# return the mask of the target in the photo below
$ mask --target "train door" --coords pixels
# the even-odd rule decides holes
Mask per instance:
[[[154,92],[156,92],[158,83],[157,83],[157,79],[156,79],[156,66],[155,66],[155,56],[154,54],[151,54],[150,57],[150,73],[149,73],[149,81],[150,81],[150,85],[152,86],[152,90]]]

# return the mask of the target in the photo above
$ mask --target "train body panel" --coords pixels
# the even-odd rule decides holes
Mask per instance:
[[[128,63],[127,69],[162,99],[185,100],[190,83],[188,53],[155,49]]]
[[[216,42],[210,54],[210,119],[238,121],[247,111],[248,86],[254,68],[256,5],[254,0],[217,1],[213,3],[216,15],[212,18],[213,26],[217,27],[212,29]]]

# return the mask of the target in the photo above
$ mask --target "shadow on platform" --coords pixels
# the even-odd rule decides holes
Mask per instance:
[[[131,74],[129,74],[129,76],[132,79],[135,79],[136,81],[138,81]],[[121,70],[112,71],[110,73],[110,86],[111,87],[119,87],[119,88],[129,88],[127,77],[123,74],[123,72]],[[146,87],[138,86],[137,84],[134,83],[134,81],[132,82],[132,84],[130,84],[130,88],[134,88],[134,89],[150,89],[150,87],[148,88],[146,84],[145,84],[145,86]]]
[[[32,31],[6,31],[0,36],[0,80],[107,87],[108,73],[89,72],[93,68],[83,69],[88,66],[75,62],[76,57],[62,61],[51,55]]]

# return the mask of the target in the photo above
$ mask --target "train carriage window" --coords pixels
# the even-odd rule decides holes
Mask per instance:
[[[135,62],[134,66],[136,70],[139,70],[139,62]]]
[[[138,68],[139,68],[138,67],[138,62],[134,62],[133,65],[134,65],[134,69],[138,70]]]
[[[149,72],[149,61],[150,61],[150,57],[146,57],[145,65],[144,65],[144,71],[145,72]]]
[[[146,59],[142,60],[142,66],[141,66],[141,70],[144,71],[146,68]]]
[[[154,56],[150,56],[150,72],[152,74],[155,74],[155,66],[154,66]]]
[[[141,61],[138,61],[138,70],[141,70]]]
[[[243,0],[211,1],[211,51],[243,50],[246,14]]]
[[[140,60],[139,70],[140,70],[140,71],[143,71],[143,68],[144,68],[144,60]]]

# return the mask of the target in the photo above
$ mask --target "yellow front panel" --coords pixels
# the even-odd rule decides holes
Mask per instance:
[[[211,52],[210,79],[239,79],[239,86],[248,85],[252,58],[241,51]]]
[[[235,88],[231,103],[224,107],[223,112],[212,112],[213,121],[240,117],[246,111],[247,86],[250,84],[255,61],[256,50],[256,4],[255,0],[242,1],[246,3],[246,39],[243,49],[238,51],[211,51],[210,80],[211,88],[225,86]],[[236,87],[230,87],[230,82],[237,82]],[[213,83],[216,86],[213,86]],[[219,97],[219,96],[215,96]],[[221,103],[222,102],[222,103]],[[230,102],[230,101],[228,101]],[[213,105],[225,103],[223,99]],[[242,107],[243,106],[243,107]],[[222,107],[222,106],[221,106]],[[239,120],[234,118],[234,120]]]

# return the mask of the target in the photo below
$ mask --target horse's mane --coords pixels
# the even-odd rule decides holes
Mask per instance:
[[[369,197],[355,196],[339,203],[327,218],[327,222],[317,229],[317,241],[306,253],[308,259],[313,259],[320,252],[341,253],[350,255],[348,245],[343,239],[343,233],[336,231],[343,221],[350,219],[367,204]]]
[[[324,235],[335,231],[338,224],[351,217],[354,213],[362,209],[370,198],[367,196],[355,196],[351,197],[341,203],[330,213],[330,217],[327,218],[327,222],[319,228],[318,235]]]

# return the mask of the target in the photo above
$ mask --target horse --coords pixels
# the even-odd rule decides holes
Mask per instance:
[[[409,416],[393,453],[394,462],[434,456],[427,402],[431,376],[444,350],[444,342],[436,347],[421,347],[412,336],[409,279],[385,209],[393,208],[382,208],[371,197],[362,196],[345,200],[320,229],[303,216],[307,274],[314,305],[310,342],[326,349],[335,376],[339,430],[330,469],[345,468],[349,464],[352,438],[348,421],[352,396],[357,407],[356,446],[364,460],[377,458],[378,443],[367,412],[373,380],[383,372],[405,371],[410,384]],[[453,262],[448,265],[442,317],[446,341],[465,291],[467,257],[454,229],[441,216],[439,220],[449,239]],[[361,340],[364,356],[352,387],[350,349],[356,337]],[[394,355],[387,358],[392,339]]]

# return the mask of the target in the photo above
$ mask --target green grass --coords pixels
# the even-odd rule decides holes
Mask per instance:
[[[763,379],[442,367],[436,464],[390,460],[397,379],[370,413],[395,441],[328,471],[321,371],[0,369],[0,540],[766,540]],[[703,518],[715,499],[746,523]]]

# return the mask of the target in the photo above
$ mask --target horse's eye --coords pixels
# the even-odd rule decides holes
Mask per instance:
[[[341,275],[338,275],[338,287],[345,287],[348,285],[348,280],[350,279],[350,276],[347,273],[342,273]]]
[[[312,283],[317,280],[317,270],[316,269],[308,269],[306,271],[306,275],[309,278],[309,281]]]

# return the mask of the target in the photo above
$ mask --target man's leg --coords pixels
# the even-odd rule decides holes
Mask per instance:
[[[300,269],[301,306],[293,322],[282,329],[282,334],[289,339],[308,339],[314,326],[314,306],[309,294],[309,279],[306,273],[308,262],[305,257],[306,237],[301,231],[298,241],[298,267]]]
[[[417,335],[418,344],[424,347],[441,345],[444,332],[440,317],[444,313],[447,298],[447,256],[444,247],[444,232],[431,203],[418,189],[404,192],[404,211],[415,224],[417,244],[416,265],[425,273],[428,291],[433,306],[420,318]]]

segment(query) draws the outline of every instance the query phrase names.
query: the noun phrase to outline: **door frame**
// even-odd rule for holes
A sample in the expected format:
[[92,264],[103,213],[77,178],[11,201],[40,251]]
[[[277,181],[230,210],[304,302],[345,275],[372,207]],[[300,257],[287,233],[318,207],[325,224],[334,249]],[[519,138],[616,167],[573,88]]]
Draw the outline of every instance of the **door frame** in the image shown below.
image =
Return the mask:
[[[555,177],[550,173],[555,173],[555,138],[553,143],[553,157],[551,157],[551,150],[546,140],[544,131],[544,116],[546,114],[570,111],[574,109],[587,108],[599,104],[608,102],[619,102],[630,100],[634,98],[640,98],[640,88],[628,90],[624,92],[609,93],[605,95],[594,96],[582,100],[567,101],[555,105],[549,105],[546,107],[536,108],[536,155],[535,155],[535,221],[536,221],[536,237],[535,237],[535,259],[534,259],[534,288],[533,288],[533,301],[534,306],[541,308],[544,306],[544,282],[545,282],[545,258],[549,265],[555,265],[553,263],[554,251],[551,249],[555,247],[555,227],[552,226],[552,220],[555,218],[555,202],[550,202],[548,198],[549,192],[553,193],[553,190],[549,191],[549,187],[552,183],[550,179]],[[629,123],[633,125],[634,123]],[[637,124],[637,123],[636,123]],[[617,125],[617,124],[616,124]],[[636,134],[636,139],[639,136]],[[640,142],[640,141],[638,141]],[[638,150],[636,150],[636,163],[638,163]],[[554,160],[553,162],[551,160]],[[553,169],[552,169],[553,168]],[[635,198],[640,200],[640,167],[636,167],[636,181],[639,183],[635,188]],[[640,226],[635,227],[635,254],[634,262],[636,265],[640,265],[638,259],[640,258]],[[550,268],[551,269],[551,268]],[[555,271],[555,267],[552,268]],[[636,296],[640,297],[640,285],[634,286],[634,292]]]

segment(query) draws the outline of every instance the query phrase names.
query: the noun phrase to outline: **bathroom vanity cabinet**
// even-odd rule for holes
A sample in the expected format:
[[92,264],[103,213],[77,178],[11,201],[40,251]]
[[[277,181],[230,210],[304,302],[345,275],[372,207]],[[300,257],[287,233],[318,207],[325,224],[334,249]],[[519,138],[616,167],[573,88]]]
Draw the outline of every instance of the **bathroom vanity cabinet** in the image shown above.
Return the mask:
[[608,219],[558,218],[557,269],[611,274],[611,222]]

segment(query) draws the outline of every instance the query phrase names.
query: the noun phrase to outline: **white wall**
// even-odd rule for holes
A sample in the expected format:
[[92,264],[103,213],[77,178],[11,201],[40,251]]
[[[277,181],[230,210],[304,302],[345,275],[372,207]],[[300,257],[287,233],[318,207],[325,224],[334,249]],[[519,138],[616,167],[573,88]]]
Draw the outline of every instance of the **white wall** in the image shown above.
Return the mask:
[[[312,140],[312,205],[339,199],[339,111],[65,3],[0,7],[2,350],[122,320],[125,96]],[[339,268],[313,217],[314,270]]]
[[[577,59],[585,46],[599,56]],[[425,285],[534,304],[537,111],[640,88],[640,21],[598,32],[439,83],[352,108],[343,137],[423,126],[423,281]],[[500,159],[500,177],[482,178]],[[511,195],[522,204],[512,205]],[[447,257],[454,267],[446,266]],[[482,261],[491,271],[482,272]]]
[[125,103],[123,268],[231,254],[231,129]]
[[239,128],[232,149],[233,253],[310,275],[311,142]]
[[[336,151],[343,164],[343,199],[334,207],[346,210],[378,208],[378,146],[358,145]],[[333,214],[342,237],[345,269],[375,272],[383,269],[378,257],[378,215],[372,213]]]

▶ [Exercise description]
The answer must be a single number: how many lines in the data above contain the string "shown".

▶ [Your solution]
3